What to do: Give back only the lines from the one with "the boy's right" through the last line of the data, exactly as they appear.

==== Stored data

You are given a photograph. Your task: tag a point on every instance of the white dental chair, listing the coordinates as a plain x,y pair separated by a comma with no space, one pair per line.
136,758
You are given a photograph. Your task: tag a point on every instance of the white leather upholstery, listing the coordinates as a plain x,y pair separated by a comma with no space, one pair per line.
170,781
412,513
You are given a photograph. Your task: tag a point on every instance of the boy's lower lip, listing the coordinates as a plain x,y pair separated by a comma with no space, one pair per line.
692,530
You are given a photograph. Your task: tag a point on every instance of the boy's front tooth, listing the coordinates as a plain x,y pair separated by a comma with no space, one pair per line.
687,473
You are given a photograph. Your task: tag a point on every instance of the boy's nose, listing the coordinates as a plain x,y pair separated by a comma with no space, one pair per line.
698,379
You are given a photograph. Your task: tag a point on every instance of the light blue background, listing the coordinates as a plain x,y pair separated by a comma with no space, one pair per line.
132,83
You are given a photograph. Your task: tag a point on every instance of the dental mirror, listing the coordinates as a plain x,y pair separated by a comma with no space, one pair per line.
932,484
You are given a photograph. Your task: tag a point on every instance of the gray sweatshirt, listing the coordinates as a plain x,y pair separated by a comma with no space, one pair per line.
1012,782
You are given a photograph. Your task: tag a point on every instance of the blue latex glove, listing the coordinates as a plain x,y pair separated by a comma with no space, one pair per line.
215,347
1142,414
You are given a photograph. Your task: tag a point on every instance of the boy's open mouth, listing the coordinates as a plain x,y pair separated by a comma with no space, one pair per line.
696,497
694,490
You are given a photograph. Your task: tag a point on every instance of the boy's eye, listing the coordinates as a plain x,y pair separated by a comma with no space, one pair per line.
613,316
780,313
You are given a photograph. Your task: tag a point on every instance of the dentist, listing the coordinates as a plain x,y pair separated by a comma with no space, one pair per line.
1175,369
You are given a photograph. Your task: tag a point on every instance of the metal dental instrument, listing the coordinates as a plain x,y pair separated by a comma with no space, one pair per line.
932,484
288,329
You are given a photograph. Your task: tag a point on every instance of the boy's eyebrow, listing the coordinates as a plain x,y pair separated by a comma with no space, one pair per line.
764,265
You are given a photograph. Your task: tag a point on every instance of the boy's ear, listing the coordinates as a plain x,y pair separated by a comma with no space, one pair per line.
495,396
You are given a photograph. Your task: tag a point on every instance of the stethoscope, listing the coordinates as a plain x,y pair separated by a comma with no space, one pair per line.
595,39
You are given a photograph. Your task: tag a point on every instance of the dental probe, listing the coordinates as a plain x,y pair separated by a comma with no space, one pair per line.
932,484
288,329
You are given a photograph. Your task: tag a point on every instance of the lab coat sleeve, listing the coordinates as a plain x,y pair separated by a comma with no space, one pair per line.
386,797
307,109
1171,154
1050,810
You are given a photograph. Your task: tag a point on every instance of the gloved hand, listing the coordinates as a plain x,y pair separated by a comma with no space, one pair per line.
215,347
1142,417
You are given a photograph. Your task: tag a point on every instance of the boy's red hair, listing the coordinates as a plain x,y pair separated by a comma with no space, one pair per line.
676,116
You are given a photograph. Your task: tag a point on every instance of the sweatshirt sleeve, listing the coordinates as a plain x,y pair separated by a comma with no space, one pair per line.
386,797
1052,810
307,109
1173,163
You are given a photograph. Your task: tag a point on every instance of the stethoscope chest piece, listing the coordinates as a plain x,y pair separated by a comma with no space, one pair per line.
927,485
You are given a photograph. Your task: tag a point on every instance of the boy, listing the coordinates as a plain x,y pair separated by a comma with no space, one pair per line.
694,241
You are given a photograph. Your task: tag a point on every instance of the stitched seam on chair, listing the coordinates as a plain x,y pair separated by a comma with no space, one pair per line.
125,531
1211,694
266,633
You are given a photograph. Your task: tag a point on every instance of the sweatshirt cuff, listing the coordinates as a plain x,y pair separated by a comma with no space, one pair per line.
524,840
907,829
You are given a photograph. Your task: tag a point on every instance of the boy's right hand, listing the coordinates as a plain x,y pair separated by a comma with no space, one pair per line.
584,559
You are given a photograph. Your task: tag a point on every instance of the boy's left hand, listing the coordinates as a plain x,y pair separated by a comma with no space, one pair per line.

========

Task output:
You are given a photograph. Your task: tag a point on every instance of the boy's right hand, listing the coordinates as a plain x,y pair separated by a comma with no space, one pair per line.
584,559
You are given a photograph. Your task: tag a point on every instance of the boy's left hand, listing the coordinates as a plain x,y pair separated by a comma with no space, one pair per line.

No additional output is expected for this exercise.